Challenge:
Please convert the whole listing below into a JSON list of strings, with one string per line and blank lines left out.

Stored items:
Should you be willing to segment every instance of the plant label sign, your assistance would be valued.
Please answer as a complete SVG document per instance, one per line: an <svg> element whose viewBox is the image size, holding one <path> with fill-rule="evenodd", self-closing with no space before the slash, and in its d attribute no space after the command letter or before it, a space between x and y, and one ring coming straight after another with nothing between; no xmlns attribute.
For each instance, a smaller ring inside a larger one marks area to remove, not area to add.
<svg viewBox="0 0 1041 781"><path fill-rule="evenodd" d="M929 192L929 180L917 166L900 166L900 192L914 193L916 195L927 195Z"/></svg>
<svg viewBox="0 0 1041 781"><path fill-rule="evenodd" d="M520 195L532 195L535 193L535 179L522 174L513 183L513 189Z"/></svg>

Task response:
[
  "Should you be willing to segment every instance of the plant label sign, your assistance would be valued.",
  "Please answer as a complete SVG document per instance, one per line: an <svg> element whose viewBox is the image size, holding one <path> with fill-rule=\"evenodd\", self-closing with no space before the slash, and in its d attribute no space after the command letter or before it, a space between x and y, and one ring coming straight after another with nothing between; no xmlns attribute.",
  "For each instance, a smaller ring inside a larger one marks area to remove, not area to add.",
  "<svg viewBox=\"0 0 1041 781\"><path fill-rule=\"evenodd\" d=\"M929 192L929 180L917 166L900 166L900 192L914 193L916 195L927 195Z\"/></svg>",
  "<svg viewBox=\"0 0 1041 781\"><path fill-rule=\"evenodd\" d=\"M520 195L532 195L535 193L535 179L522 174L513 183L513 189Z\"/></svg>"
]